# Online conjugator



## Smsh

Hello,

I was wondering if anyone knows a good online Polish conjugator? 

Thanks ahead =)


----------



## .Jordi.

Hello!

I found this page. I don't know whether it's good or not, but it seems to be OK. You may also like to try this one, just write the verb you want to conjugate and you'll see the endings.


----------



## JakubikF

I've looked at two pages (two verbs) from this first site you mentioned and I've found two mistakes... It does not seem to be a good website.


----------



## JakubikF

ściąg naściąg niech ściągz niech naściągzą ściągze naściągz ściągzmy naściągze ściągzcie naściągzmyLook at it! They write that it is imperative form of "ściągać" (still first site). What is that!?


----------



## fragile1

That looks like big humbug. I tried to find any online conjugator, and I have bed news for you - it seems ther no exist any web site like that. I think, that our forum could be the best for conjugation problems


----------



## fragile1

"ściągać"

================================

Write the next part of the forum thread about finding an online Polish conjugator, starting right after its last line. The records that follow this forum thread are separate material and have no connection to it.

*DATA ROWS*:
================================

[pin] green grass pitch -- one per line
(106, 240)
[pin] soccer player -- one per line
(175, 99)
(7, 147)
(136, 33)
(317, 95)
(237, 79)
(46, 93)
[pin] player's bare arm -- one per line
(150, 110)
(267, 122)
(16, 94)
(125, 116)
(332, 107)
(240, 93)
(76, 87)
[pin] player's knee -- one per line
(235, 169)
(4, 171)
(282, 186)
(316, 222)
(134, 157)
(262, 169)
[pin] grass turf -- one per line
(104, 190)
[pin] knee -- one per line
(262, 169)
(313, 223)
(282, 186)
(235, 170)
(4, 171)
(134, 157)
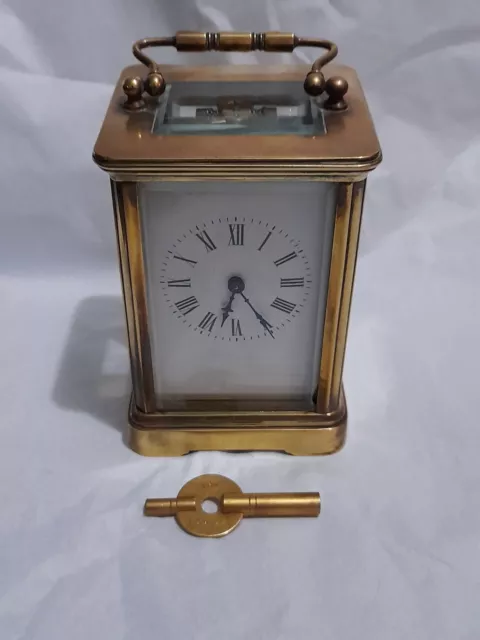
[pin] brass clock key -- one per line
(232, 503)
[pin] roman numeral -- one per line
(236, 234)
(283, 305)
(207, 241)
(265, 240)
(292, 282)
(236, 329)
(192, 263)
(289, 256)
(186, 282)
(208, 322)
(187, 305)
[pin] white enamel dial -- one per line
(237, 279)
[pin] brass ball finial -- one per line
(155, 84)
(133, 89)
(336, 87)
(314, 83)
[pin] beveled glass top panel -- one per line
(238, 108)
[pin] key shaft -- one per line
(267, 505)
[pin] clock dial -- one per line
(236, 279)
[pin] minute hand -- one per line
(266, 325)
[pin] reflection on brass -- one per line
(269, 505)
(272, 41)
(232, 505)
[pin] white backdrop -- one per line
(396, 551)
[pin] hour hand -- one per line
(227, 310)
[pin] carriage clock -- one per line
(238, 195)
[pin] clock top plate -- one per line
(336, 143)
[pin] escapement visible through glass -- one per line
(238, 108)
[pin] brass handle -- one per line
(272, 41)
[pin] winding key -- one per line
(232, 506)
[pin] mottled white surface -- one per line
(396, 551)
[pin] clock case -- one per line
(132, 153)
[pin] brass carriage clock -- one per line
(238, 196)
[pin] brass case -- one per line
(131, 154)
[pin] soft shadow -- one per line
(94, 375)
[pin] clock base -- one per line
(302, 434)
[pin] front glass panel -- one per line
(237, 277)
(243, 108)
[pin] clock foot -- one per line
(298, 434)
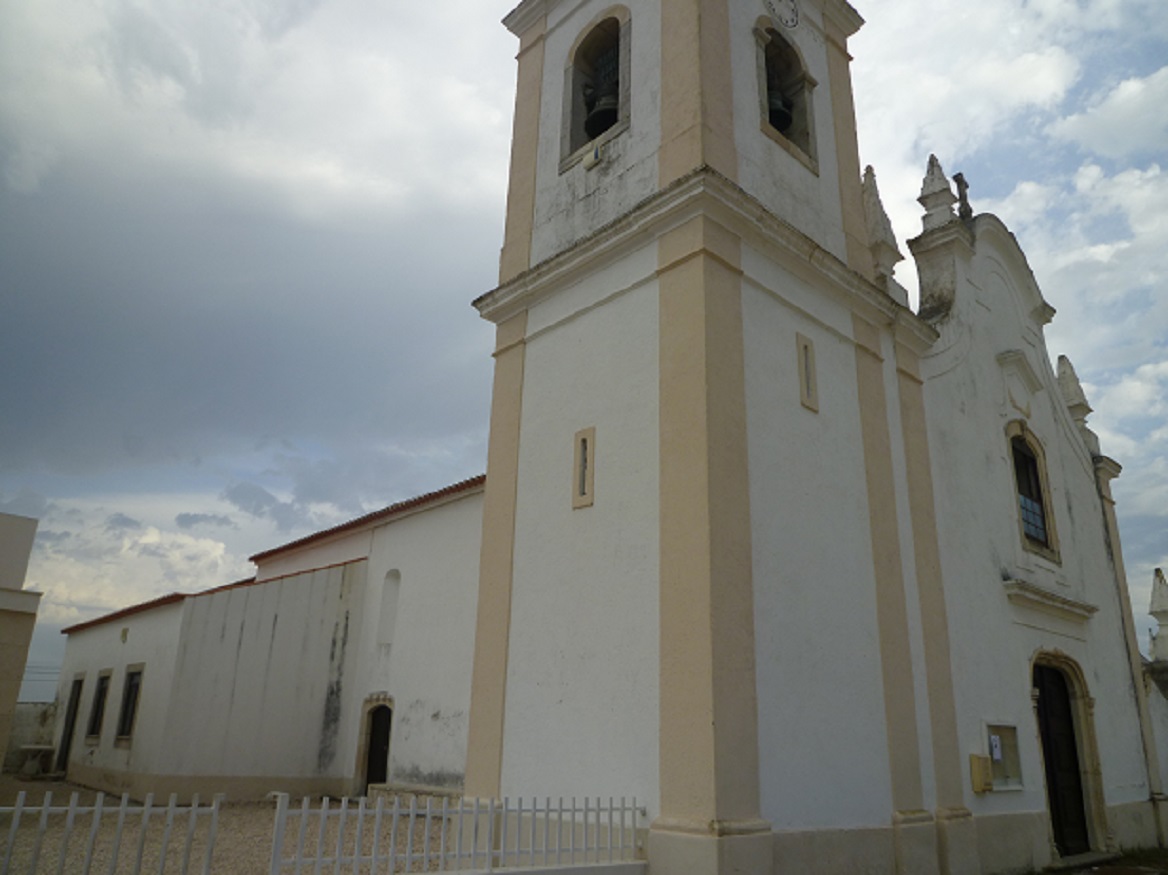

================================

*WRITTEN ANSWER*:
As conjugation will be like that:
Czas przeszły:
Ja ściagałem/ -łam My ściągaliśmy
Ty ściągałeś/-łaś Wy ściągaliście
On, ona , ono ściągał/-ała,/-ło Oni, one ściągali/ ściągały 
Czas teraźniejszy:
Ja ściagam My ściągamy 
Ty ściągasz Wy ściągacie
On, ona , ono ściąga Oni ściągają
Czas przyszły:
Ja będę ściągał/-ła My będziemy ściągali
Ty będziesz ściagał/-ła Wy będziecie ściągali 
On, ona , ono będzie ściągał/-a/-o Oni będą ściągali, one będą ściągały


----------



## fragile1

imperative form 
Ja niech ściagam (hard to apply)  My ściągajmy!
Ty ściągaj!                               Wy ściągajcie!
On, ona , ono niech ściąga!         Oni niech ściągają!

Hope it helps to understanding


----------



## mcibor

If ściągaj is imperative form, then what is ściągnij ?
Imperative form finite?


----------



## JakubikF

These are to separate imperative forms: first one from "ściągać"(imperfective aspect), latter one - "ściągnąć" (perfective aspect)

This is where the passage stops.